---- Trecho selecionado

01 Abril 2011
"A principal tese do teólogo norte-americano Matthew Fox é que a `bênção original` no centro da mensagem do cristianismo foi ofuscada pela prevalência de uma teologia particular do pecado original, cujo principal autor é Santo Agostinho de Hipona."
A opinião é de Massimo Faggioli, doutor em história da religião e professor de história do cristianismo no departamento de teologia da University of St. Thomas, em Minneapolis-St. Paul, nos EUA. O artigo foi publicado na revista Europa, 31-03-2011. A tradução é de Moisés Sbardelotto.
Eis o texto.
O cristianismo, assim como o conhecemos, é fiel às suas origens, à mensagem de Jesus? A pergunta, a mais arriscada para qualquer pessoa que se interesse pelo cristianismo, está no centro do livro de Matthew Fox, In principio era la gioia [No princípio era a alegria] (Ed. Fazi, 2011, 423 páginas), publicado originalmente nos Estados Unidos em 1983 com o título Original Blessing [Bênção original].
O livro, que levou o autor à expulsão dos dominicanos em 1993 (junto com um grande sucesso editorial), foi traduzido só agora ao italiano e abre uma nova coleção de textos teológicos, intitulada significativamente Campo dei Fiori, publicada pela Fazi Editores e organizada por Vito Mancuso e Elido Fazi.
Mancuso introduz o livro de Fox com um longo texto que apresenta não só o livro, mas também toda a coleção e o projeto editorial que prevê a publicação de textos de teologia, espiritualidade e história do cristianismo. O projeto se baseia em uma constatação dificilmente contestável: "A oposição sistemática entre liberdade e pertencimento à Igreja Católica foi se dilatando e gerou a muito difundida ideia de uma oposição sistemática entre liberdade e experiência espiritual" (p. xxx).

--------
---- Dados fornecidos

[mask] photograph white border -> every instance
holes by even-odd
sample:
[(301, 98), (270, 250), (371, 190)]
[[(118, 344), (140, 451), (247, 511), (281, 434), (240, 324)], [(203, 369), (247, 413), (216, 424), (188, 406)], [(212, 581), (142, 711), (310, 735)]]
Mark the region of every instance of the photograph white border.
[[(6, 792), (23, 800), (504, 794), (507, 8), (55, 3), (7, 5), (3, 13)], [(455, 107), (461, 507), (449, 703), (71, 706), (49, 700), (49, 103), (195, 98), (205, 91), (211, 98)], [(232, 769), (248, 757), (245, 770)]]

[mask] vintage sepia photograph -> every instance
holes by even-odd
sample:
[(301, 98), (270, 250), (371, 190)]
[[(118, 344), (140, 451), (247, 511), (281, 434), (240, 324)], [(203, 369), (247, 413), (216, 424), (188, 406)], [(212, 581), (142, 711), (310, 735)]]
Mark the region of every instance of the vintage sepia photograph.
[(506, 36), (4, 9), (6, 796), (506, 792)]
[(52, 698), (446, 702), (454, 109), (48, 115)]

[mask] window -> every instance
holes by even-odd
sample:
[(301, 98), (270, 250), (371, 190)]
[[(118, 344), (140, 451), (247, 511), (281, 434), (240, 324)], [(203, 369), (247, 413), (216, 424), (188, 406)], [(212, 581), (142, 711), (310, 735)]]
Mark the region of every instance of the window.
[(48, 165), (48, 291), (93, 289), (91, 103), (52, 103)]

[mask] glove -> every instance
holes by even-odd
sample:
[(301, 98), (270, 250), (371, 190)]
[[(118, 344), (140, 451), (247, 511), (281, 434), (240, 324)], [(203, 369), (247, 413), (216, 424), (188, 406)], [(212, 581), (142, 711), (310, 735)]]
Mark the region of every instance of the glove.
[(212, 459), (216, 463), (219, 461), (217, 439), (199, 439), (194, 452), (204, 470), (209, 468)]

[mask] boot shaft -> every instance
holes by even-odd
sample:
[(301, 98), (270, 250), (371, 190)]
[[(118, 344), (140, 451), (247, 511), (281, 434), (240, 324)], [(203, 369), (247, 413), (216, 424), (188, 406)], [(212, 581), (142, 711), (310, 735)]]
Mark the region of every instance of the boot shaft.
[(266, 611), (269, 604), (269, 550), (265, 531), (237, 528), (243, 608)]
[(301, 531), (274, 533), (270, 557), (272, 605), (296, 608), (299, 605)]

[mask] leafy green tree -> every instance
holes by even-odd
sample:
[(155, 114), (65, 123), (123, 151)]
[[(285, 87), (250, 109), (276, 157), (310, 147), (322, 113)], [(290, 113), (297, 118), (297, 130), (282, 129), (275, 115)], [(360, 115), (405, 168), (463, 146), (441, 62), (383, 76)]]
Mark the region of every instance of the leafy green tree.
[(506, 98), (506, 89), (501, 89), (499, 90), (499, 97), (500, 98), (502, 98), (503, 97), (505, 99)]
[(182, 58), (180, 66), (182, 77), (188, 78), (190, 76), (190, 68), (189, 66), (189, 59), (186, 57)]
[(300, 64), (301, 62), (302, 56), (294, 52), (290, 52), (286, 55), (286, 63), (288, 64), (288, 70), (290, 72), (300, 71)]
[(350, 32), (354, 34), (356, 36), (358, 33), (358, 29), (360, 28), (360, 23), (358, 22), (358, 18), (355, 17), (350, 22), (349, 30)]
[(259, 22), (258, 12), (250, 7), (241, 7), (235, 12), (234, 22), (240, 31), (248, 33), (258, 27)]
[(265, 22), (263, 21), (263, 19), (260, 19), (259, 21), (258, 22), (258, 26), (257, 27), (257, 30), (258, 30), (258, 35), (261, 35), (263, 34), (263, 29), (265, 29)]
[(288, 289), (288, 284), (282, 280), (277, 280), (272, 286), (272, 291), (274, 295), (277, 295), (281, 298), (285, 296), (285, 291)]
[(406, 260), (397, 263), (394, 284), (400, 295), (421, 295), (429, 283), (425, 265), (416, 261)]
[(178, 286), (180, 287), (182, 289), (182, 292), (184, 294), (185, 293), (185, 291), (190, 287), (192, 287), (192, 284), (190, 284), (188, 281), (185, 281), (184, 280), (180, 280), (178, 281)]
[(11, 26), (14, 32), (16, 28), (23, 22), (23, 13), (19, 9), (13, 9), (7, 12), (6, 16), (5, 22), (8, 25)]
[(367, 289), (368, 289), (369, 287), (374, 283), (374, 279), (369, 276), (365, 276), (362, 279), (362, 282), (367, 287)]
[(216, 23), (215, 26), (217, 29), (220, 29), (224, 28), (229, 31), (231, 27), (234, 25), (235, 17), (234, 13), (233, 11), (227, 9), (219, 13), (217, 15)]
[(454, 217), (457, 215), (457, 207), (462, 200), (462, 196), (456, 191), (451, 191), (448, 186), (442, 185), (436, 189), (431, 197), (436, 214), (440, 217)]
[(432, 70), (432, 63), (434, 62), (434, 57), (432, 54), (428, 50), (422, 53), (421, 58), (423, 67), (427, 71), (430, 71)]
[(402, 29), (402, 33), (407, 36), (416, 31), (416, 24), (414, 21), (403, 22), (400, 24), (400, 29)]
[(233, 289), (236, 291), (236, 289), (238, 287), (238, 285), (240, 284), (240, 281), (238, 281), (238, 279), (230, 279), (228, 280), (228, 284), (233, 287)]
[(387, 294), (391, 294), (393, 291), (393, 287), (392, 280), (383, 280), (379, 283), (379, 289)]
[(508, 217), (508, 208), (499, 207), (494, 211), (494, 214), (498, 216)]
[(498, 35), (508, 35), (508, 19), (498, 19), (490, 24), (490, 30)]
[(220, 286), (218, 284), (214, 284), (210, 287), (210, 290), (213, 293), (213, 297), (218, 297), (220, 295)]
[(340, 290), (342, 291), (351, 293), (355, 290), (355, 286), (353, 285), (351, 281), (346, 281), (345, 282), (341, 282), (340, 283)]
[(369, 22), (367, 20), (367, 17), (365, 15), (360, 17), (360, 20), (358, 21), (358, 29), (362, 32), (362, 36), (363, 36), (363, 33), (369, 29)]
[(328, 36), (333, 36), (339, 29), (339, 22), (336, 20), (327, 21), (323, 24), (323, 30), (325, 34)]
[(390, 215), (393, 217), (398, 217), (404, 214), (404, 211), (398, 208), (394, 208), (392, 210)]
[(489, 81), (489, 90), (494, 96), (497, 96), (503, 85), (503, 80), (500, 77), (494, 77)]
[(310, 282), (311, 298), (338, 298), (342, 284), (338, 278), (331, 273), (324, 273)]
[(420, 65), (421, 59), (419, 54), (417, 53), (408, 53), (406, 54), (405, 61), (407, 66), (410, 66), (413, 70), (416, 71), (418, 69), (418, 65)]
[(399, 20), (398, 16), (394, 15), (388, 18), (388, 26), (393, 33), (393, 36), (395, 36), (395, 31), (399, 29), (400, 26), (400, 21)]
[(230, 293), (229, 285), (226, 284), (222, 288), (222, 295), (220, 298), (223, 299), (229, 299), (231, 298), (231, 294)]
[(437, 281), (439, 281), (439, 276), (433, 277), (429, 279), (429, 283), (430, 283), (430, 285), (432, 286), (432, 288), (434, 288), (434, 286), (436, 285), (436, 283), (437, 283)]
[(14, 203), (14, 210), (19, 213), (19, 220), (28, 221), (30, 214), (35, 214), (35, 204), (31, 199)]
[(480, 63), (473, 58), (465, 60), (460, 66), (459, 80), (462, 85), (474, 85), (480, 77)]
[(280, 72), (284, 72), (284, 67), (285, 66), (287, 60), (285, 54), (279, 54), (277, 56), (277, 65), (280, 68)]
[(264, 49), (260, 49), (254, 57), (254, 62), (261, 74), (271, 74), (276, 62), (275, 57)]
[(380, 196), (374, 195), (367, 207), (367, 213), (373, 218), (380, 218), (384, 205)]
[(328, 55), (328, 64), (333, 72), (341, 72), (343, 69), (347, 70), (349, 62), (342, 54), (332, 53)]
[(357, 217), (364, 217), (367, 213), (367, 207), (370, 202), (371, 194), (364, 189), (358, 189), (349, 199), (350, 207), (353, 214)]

--------

Transcreva o trecho selecionado entre "01 Abril 2011" e "Eis o texto.", inclusive, trocando "artigo" por "ensaio".

01 Abril 2011
"A principal tese do teólogo norte-americano Matthew Fox é que a `bênção original` no centro da mensagem do cristianismo foi ofuscada pela prevalência de uma teologia particular do pecado original, cujo principal autor é Santo Agostinho de Hipona."
A opinião é de Massimo Faggioli, doutor em história da religião e professor de história do cristianismo no departamento de teologia da University of St. Thomas, em Minneapolis-St. Paul, nos EUA. O ensaio foi publicado na revista Europa, 31-03-2011. A tradução é de Moisés Sbardelotto.
Eis o texto.